> **Aim of the exercise**
Repeat the stretch of lines from the one containing "object_class: blue t-shirt" through the one containing "[0,0,1000,503]", including both ends, with nothing changed.

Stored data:

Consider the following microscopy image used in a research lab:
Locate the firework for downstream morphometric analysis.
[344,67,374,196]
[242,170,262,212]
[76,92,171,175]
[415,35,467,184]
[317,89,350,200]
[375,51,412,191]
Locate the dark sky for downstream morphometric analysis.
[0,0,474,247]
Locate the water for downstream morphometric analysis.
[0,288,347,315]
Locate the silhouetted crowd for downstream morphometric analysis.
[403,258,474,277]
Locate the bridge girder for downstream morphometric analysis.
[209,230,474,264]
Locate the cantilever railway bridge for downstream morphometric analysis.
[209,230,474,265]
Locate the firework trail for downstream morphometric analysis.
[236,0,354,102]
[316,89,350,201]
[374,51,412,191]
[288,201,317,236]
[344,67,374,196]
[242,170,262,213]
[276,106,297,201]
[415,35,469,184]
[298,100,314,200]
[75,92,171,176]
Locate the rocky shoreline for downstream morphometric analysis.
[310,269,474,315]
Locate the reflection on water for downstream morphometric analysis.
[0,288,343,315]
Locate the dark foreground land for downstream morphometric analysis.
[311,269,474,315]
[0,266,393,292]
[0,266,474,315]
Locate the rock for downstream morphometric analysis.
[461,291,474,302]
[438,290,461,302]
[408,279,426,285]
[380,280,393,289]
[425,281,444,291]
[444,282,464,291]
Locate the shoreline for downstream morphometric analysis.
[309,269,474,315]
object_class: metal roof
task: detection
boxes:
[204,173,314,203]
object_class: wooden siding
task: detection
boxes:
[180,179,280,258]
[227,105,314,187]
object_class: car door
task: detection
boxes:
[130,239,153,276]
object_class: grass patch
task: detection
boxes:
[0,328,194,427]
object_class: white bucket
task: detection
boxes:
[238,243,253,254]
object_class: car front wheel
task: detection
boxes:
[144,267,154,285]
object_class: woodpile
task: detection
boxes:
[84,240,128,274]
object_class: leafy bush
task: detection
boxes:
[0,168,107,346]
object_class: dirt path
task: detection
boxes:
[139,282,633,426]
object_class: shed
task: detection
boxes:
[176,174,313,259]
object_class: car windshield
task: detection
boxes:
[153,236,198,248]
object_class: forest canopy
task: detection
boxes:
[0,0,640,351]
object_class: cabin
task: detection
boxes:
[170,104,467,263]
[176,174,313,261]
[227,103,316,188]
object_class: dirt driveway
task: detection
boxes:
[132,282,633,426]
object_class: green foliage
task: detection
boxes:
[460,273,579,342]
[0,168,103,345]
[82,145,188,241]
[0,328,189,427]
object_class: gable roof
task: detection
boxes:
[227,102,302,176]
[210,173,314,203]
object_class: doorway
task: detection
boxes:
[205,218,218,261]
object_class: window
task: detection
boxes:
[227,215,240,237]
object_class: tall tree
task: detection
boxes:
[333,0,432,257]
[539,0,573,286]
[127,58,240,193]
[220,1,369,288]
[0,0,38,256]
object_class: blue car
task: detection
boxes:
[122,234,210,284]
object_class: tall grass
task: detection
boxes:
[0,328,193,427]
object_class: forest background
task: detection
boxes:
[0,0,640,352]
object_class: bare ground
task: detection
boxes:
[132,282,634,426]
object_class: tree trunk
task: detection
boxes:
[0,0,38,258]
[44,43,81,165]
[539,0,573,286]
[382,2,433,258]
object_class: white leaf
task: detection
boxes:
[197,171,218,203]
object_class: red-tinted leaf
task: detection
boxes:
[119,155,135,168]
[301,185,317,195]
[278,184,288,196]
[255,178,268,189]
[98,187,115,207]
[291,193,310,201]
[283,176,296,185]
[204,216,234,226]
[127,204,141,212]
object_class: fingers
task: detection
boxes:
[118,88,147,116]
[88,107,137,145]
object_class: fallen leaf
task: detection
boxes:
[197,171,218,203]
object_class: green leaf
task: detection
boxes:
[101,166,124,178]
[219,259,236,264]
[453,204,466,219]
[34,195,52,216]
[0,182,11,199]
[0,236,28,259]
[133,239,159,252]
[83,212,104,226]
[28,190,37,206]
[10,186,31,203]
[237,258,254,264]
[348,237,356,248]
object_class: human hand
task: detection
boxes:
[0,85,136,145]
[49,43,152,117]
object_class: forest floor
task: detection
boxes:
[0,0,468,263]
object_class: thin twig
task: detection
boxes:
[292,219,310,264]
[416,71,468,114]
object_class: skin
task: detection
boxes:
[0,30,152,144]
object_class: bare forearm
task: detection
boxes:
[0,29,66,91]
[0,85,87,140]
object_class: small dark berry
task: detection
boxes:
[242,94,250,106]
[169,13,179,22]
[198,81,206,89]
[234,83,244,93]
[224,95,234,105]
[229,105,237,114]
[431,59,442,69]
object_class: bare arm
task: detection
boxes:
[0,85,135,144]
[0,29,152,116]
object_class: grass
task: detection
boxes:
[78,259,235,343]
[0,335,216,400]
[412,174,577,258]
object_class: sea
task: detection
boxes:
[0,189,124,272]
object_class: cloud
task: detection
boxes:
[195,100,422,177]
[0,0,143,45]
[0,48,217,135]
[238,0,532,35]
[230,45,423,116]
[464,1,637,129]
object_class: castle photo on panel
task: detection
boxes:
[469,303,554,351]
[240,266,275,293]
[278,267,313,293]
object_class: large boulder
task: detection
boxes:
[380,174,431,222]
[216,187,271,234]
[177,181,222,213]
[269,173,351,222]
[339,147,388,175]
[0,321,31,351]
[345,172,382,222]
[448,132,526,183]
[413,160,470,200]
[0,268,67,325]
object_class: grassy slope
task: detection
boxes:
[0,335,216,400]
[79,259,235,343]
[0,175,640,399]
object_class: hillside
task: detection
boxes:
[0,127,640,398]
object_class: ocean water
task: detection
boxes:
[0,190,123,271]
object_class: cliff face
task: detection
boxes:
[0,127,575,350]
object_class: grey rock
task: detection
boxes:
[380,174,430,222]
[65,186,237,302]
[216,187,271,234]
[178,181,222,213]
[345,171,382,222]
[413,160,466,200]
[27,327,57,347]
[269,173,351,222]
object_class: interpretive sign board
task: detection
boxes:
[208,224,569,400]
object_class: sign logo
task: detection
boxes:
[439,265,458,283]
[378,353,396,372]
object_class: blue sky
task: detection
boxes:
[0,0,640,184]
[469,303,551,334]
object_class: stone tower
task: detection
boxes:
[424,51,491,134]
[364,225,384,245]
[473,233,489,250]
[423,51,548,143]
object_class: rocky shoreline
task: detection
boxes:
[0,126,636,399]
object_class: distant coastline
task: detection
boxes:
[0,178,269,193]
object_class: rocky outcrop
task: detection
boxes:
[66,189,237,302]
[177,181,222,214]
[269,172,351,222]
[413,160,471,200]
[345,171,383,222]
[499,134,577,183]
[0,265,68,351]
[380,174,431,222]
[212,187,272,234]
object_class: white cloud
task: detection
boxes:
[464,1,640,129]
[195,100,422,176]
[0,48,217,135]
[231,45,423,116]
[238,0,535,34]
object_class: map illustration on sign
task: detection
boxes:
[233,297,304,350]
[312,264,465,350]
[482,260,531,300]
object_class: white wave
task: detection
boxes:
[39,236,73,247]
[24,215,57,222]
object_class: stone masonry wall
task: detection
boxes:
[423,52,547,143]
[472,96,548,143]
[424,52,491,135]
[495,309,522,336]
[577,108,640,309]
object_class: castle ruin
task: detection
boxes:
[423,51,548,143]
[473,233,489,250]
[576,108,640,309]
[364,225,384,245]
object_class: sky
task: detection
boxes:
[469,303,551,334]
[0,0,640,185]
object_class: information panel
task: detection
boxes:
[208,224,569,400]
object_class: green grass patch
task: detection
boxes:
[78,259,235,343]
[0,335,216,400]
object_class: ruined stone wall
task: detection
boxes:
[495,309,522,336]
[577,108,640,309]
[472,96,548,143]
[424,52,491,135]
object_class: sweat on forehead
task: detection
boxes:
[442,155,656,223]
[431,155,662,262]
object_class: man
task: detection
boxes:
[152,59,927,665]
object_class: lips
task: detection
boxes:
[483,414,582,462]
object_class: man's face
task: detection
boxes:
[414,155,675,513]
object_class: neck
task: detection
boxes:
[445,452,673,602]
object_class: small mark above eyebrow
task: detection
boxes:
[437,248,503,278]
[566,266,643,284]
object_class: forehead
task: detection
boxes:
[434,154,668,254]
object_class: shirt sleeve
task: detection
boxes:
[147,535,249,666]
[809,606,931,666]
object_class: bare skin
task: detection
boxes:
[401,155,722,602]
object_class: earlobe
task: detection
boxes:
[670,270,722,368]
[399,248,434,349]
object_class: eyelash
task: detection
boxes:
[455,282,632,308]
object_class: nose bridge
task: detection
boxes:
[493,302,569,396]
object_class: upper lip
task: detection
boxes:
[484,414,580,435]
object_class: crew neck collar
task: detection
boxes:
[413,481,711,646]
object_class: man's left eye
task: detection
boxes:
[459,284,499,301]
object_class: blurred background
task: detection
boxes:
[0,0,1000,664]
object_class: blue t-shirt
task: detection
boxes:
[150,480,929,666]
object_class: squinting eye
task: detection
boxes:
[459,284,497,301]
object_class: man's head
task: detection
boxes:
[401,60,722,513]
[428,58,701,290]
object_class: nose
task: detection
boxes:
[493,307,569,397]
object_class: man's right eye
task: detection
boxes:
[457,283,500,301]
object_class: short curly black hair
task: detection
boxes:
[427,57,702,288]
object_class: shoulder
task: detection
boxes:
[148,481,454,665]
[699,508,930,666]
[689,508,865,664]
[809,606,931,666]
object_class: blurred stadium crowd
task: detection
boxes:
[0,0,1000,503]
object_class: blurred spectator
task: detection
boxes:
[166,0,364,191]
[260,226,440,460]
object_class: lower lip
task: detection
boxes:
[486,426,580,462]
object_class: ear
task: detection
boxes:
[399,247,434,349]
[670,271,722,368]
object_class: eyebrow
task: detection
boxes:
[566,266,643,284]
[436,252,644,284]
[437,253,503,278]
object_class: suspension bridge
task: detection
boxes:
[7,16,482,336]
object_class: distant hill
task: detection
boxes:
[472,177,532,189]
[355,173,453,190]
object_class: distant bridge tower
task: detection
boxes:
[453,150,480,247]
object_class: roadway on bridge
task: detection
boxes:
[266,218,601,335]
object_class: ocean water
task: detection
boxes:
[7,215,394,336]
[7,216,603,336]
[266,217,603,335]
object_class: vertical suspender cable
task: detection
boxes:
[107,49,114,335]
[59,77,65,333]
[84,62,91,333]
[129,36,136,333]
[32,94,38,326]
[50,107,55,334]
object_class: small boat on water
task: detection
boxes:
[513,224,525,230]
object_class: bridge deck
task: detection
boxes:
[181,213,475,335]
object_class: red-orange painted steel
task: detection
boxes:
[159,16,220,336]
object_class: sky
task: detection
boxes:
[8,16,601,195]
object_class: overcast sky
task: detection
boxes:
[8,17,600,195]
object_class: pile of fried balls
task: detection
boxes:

> **Solution for this exercise**
object_class: blue t-shirt
task: detection
boxes:
[150,480,929,666]
object_class: squinting eye
task: detection
boxes:
[459,284,497,301]
object_class: man's head
task: detection
boxes:
[401,60,722,513]
[428,58,701,290]
object_class: nose
task: detection
boxes:
[493,307,569,397]
object_class: man's right eye
task: detection
boxes:
[457,283,500,301]
object_class: short curly black hair
task: detection
boxes:
[427,57,702,288]
object_class: shoulder
task: detection
boxes:
[148,481,454,665]
[699,508,930,666]
[689,508,865,664]
[809,606,931,666]
object_class: blurred stadium crowd
task: detection
boxes:
[0,0,1000,503]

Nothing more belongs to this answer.